Saved entries

▬▬▬

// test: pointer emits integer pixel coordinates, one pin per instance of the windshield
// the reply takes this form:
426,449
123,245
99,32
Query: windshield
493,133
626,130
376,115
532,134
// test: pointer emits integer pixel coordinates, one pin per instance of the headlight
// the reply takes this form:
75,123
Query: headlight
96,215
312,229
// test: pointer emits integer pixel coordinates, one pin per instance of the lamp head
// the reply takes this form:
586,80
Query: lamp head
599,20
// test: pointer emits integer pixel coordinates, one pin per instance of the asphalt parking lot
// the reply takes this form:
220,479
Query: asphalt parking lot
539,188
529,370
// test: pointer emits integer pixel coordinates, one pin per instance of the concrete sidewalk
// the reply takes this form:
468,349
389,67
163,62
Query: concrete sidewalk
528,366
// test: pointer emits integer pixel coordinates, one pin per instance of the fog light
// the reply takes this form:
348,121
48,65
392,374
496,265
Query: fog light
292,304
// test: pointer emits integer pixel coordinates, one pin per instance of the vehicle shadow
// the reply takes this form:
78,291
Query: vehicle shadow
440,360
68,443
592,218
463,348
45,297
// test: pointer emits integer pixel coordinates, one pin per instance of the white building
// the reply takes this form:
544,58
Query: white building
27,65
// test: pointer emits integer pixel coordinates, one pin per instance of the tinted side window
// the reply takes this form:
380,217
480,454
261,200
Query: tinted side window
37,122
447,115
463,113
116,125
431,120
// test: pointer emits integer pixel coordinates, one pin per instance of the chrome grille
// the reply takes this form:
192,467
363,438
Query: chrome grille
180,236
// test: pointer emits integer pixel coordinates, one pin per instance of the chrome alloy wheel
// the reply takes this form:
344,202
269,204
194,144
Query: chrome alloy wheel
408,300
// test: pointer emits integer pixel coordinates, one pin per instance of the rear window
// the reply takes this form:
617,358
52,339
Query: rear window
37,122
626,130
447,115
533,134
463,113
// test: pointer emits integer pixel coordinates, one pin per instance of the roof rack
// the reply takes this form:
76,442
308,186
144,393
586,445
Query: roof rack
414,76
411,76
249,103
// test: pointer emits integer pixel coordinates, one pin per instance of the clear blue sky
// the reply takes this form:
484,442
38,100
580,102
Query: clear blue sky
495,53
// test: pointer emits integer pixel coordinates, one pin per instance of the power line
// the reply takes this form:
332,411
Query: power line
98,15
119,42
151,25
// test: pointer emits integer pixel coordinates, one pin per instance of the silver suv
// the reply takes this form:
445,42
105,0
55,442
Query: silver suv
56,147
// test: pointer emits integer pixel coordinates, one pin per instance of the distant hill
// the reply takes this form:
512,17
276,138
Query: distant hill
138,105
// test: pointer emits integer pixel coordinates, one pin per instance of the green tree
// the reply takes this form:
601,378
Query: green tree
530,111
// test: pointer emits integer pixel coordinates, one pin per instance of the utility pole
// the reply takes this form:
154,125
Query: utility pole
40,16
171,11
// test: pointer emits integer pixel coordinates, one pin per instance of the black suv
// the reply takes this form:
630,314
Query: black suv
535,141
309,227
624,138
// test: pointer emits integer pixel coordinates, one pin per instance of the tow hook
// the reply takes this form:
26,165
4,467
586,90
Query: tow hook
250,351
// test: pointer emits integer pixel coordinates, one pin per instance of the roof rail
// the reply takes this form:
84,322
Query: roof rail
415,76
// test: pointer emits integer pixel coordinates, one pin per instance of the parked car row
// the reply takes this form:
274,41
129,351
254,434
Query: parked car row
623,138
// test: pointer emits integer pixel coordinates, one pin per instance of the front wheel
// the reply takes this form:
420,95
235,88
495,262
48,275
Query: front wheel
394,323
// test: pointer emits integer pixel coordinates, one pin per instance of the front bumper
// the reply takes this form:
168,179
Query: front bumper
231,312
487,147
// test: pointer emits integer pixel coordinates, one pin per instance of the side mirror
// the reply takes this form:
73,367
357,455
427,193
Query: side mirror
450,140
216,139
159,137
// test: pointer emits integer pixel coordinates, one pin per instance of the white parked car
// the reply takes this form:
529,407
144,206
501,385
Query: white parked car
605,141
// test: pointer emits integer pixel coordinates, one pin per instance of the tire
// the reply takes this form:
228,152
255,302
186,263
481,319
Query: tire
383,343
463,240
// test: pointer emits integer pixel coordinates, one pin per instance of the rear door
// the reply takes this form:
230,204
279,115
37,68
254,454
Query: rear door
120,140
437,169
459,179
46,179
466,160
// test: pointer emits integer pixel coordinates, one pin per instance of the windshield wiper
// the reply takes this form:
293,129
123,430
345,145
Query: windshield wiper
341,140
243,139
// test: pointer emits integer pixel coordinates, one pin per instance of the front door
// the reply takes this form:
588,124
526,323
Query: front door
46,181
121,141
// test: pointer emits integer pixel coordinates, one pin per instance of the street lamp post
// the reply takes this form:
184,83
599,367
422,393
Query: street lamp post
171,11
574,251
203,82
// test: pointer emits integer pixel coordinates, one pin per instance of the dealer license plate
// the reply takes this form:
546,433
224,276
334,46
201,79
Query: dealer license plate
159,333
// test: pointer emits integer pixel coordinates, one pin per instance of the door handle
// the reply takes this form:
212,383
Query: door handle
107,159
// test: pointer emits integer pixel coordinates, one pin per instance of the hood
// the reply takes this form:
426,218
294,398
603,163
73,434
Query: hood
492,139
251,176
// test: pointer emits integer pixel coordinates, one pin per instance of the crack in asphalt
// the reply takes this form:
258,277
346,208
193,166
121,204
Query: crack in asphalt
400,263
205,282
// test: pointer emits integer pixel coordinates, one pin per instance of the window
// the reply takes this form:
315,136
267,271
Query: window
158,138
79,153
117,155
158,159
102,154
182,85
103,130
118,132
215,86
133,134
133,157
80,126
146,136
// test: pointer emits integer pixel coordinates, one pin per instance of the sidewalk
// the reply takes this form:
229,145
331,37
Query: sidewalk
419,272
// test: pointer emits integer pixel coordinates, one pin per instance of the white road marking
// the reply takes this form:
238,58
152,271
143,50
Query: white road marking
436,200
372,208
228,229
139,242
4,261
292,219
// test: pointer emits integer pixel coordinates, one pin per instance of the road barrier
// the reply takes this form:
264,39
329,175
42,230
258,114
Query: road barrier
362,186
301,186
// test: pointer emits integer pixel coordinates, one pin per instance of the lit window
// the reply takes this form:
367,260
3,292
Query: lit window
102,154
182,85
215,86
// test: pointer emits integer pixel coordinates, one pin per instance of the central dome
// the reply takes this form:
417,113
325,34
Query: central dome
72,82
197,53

▬▬▬

TASK.
For this exercise, the records above must be returned exactly.

EXERCISE RESULT.
// test: pointer emits integer pixel coordinates, one pin per instance of the windshield
// the reply takes this form:
426,449
123,245
99,32
Query: windshield
493,133
626,130
376,115
532,134
// test: pointer emits integer pixel coordinates, one pin per instance of the headlight
// the reply takes this form:
75,123
Query: headlight
96,215
312,229
// test: pointer emits integer pixel coordinates, one pin per instance of the lamp head
// the reply takes this form:
586,80
Query: lamp head
599,20
// test: pointer emits integer pixel coordinates, one pin per instance of the asphalt parking lot
// the reply takes this form:
220,479
Query: asphalt parking lot
539,188
529,370
// test: pointer emits integer pixel coordinates, one pin per instance of the concrete sidewalk
// the reply takes this form:
468,349
389,67
163,62
Query: concrete sidewalk
528,366
// test: pointer emits integer pixel coordinates, one pin per instance of the fog light
// the reply takes this form:
348,121
48,65
392,374
496,265
Query: fog light
292,304
// test: pointer emits integer pixel coordinates, one pin per instance of the vehicle shadow
// the reply takes this form:
78,291
Query: vehicle shadow
440,360
68,443
592,218
463,348
45,297
// test: pointer emits integer pixel coordinates, one pin per instance of the white building
// the reply takes this form:
544,58
Query: white building
27,65
// test: pointer emits integer pixel coordinates, one pin per instance of the tinted side window
// the reply takes this form:
380,217
480,454
261,200
Query: tinted side window
37,122
447,115
463,113
116,125
431,120
// test: pointer emits integer pixel coordinates, one pin per instance of the chrome grille
// the reply takes this form:
192,467
363,438
Query: chrome grille
180,236
// test: pointer emits integer pixel coordinates, one pin per instance of the chrome alloy wheel
// the reply takes this form:
344,202
269,204
194,144
Query: chrome alloy wheel
408,300
// test: pointer emits integer pixel coordinates, one pin per instance of the rear window
// the reply takes this form:
617,358
52,339
Query: rear window
37,122
626,130
447,115
533,134
463,113
// test: pointer emits integer pixel coordinates, one pin per instance of the roof rack
// the reply takes this form:
76,442
308,186
144,393
586,445
Query: roof rack
414,76
411,76
249,103
// test: pointer emits integer pixel coordinates, one pin per instance of the clear blue sky
// the reply takes this form:
484,442
38,100
580,102
Query: clear blue sky
495,53
// test: pointer emits integer pixel coordinates, one pin per instance of the power line
// the reply takes this form:
332,411
Query: power line
98,15
119,42
151,25
// test: pointer emits integer pixel coordinates, one pin per instance of the silver suv
// the reply takes this form:
445,42
105,0
55,442
Query: silver suv
56,147
// test: pointer emits integer pixel coordinates, one pin per instance of the distant hill
// the reply takes this form:
512,17
276,138
Query: distant hill
138,105
// test: pointer emits integer pixel coordinates, one pin per instance of the green tree
// the reply takes this form:
601,378
Query: green tree
530,111
// test: pointer emits integer pixel coordinates, one pin per instance of the utility pole
// the reply takes this form:
154,125
Query: utility pole
40,16
171,11
// test: pointer emits integer pixel coordinates, one pin per instance of the black suv
// the reply takes this form:
630,314
Query: black suv
535,141
309,227
624,138
// test: pointer emits integer pixel coordinates, one pin per instance of the tow hook
// the reply takes this form:
26,165
4,467
586,90
Query: tow hook
250,351
// test: pointer emits integer pixel coordinates, one pin per instance of the roof rail
// the reply takes this form:
84,322
Query: roof rail
415,76
// test: pointer emits integer pixel coordinates, one pin per instance of the parked car row
// the reply takes this form:
274,41
129,351
254,434
Query: parked car row
623,138
// test: pointer emits integer pixel coordinates, one pin per instance of the front wheel
// the reply takes this form:
420,95
235,88
495,262
48,275
Query: front wheel
394,323
// test: pointer emits integer pixel coordinates, one pin per instance of the front bumper
// the reply takes this form:
168,179
Query: front bumper
231,312
487,147
// test: pointer emits integer pixel coordinates, one pin per instance of the side mirror
// the reply takes this form:
73,367
357,455
427,193
Query: side mirror
450,140
216,139
159,137
// test: pointer emits integer pixel coordinates, one pin per instance of the white parked car
// the reply takes this form:
529,407
144,206
501,385
Query: white parked car
605,141
// test: pointer emits integer pixel coordinates, one pin per instance of the tire
// the reply takes this form:
228,152
255,302
186,263
481,319
Query: tire
383,343
463,240
// test: pointer emits integer pixel coordinates, one pin per instance of the rear door
// the reply takes this form:
230,204
279,115
37,68
254,454
Query: rear door
120,140
437,169
459,179
46,179
466,160
// test: pointer emits integer pixel coordinates, one pin per instance of the windshield wiper
// the reply takes this form:
293,129
123,430
345,145
Query: windshield wiper
341,140
243,139
// test: pointer emits integer pixel coordinates, one pin per instance of the front door
// the reply takes this form:
588,124
526,323
Query: front door
46,181
121,141
// test: pointer emits integer pixel coordinates, one pin per instance of the street lamp post
// the reply takes this form:
184,83
599,367
422,393
Query: street lamp post
171,11
574,251
203,82
// test: pointer emits integer pixel coordinates, one pin per instance of the dealer license plate
// the reply takes this form:
546,433
224,276
334,46
201,79
Query: dealer license plate
159,333
// test: pointer emits integer pixel coordinates, one pin per instance of the door handle
// the reply takes this form:
212,383
Query: door handle
107,159
// test: pointer emits integer pixel coordinates, one pin per instance of the hood
// the reply takes this form:
426,218
294,398
603,163
73,434
Query: hood
492,139
251,176
// test: pointer emits integer pixel coordinates, one pin per instance of the crack in asphalt
// the reply takes this form:
258,277
346,208
193,166
121,204
Query: crack in asphalt
400,263
205,282
// test: pointer emits integer pixel coordinates, one pin per instance of the window
// the reply takes this form:
315,136
267,271
Query: window
158,138
79,153
117,155
158,159
102,154
182,85
103,130
118,132
215,86
133,134
133,157
80,126
146,136
// test: pointer emits integer pixel coordinates, one pin per instance of the sidewalk
// the reply takes this form:
229,145
331,37
Query: sidewalk
419,272
// test: pointer emits integer pixel coordinates, one pin per instance of the white road marking
// the reply takes this form:
238,58
152,271
143,50
Query: white road marking
436,200
372,208
228,229
139,242
4,261
292,219
// test: pointer emits integer pixel coordinates, one pin per instance of the road barrier
// the reply takes this form:
264,39
329,175
42,230
258,114
Query: road barrier
362,186
301,186
// test: pointer emits integer pixel coordinates, one pin per instance of the lit window
// the reply takes this form:
367,260
3,292
Query: lit window
102,154
182,85
215,86
// test: pointer emits integer pixel coordinates, one pin per instance of the central dome
// the reply takes this form:
417,113
325,34
Query: central dome
72,82
197,53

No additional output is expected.